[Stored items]
▶

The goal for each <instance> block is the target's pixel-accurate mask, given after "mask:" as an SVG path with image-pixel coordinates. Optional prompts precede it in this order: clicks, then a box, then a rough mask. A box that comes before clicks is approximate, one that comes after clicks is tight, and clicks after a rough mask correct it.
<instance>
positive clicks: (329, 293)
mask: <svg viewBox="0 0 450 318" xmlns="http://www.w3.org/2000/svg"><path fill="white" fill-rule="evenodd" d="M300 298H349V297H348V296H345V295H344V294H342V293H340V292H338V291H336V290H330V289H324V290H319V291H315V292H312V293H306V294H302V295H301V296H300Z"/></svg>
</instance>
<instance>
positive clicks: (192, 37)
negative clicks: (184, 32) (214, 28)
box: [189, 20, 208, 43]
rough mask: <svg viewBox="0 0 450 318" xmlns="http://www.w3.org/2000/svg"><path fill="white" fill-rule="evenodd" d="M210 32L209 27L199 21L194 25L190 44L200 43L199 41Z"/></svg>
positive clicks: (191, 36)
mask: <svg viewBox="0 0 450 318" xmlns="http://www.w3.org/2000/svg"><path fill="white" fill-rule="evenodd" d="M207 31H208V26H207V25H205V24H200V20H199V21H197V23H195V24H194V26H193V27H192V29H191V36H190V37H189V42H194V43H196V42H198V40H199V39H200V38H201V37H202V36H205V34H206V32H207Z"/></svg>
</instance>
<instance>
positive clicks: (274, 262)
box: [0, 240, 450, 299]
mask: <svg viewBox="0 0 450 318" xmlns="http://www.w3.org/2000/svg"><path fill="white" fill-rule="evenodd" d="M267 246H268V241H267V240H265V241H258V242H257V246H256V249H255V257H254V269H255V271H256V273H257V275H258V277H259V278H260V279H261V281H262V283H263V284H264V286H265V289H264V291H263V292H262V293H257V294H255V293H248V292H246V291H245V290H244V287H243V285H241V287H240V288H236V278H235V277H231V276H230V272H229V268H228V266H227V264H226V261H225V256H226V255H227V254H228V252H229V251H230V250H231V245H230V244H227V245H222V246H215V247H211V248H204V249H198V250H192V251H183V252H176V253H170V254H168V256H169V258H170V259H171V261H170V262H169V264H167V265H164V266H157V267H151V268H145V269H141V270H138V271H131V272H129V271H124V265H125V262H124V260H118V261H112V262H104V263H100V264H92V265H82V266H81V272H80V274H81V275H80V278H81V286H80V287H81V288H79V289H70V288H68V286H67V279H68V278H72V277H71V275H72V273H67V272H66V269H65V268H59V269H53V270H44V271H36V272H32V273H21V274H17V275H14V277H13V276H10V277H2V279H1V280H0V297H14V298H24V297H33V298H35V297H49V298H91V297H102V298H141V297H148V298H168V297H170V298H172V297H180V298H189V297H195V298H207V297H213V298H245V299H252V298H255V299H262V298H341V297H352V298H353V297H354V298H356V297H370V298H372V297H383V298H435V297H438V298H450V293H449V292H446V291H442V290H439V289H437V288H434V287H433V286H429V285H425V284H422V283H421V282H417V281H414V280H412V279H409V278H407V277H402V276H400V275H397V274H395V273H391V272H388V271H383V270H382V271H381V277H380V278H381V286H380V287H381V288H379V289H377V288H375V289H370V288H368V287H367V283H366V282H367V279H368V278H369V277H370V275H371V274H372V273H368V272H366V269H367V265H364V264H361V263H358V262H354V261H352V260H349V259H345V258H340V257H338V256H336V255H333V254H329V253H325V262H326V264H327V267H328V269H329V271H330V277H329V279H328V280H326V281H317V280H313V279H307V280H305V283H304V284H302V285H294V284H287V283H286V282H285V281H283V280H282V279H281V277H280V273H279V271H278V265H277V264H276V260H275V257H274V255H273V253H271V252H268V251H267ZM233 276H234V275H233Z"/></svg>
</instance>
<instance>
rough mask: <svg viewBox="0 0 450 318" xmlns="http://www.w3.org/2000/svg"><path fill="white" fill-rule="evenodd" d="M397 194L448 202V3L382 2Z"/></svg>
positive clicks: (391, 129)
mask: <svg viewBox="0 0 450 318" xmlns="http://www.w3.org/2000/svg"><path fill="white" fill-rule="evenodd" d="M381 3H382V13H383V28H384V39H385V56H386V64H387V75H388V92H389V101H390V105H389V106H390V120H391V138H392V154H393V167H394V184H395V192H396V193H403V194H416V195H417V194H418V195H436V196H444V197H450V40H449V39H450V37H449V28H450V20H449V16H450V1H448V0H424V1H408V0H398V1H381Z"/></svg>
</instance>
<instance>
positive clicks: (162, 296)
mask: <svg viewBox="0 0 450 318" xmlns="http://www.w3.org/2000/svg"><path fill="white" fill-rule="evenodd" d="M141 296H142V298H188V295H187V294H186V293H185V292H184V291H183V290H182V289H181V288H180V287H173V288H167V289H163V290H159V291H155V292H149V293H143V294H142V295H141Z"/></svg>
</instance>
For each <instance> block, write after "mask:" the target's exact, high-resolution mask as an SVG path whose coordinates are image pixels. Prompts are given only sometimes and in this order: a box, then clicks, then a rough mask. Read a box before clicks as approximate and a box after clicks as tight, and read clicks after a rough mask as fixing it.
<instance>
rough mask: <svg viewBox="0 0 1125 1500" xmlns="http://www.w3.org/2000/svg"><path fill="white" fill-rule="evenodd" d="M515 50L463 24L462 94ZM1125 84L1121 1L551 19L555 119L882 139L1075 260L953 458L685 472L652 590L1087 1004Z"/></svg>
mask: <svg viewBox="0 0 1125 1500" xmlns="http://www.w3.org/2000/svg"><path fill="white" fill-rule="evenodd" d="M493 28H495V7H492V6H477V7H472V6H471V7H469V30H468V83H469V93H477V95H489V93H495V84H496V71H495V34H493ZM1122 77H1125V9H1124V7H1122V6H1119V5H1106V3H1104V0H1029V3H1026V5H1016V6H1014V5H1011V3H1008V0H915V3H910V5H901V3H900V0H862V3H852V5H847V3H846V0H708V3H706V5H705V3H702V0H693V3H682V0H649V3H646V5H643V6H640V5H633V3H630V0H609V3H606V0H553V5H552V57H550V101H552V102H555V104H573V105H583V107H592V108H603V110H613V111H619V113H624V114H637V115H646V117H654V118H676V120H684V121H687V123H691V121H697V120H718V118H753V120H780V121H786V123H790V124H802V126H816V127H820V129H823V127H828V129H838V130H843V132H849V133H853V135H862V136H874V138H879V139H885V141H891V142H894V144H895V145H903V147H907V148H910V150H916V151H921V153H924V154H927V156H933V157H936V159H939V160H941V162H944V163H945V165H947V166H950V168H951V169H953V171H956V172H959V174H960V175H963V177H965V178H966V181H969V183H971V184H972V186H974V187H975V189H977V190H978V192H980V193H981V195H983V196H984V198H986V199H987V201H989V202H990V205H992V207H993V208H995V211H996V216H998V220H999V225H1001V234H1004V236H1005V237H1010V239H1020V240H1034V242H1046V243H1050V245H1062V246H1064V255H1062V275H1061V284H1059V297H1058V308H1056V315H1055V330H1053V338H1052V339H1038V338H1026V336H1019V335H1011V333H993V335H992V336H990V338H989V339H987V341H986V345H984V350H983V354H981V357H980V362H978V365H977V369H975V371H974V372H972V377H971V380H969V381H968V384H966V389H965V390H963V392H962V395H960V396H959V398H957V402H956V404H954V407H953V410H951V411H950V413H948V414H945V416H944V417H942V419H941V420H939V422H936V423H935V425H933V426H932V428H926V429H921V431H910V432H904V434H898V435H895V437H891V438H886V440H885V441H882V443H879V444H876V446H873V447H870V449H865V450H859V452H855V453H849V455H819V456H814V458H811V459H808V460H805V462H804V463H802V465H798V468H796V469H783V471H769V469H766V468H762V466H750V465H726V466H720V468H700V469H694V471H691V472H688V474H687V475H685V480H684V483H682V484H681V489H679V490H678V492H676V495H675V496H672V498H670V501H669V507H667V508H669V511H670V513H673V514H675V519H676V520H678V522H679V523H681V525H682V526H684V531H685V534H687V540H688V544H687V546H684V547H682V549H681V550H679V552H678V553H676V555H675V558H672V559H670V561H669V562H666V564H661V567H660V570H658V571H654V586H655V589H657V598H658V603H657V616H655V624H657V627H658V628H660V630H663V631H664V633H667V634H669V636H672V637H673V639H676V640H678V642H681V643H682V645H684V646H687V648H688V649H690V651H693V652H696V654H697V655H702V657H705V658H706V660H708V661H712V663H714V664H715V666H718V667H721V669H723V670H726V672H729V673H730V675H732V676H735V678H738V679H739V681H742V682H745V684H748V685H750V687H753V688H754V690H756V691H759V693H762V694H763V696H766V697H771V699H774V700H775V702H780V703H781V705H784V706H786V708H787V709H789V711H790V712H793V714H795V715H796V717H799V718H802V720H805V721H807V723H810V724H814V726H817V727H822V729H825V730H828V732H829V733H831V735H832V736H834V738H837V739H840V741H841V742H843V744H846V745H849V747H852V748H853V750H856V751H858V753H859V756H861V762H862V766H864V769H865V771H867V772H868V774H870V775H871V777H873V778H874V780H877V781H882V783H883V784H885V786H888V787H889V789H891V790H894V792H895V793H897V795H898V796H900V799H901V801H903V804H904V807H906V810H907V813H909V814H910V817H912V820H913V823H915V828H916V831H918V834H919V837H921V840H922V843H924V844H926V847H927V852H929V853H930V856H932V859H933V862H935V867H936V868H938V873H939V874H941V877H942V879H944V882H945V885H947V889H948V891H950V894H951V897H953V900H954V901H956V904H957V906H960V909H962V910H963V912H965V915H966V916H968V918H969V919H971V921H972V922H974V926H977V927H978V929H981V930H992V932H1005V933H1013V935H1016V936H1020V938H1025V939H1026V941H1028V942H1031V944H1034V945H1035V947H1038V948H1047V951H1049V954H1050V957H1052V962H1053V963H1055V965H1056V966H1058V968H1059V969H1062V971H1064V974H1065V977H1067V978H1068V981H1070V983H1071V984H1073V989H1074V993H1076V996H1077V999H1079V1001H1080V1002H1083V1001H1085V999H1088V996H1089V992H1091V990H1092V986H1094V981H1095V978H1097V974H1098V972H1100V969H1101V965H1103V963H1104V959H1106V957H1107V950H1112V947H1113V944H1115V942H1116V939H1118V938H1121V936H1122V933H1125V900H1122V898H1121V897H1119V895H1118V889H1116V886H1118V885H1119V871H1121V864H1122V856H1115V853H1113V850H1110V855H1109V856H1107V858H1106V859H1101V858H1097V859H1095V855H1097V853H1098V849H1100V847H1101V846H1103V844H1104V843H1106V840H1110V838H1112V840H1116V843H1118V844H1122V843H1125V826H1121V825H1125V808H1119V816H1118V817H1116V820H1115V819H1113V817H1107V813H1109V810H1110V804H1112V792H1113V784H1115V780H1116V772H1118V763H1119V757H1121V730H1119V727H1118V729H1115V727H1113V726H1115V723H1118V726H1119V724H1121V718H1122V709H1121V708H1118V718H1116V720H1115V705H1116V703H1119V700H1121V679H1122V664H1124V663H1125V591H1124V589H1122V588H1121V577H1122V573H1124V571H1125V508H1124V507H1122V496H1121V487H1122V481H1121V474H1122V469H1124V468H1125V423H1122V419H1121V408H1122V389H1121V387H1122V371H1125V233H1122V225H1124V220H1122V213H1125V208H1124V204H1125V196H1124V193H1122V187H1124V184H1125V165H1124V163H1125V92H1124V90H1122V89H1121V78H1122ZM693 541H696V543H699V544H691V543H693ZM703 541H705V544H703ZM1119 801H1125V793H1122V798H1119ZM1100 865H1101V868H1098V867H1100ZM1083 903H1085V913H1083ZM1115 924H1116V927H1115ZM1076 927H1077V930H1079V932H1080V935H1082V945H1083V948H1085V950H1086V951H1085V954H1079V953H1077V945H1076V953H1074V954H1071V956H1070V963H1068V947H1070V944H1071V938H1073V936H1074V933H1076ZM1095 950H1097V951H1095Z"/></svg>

◀

▶ Brief: Please convert the stretch from the start of the entries through the line containing "positive clicks: (329, 293)" into a numbered list, omitting blank lines.

▶ Response to the exercise:
1. The goal for each <instance> block is the target's pixel-accurate mask, given after "mask:" as an SVG path with image-pixel coordinates. Optional prompts precede it in this order: clicks, then a box, then a rough mask. A box that comes before clicks is approximate, one that comes after clicks is tight, and clicks after a rough mask correct it.
2. <instance>
3. positive clicks: (329, 293)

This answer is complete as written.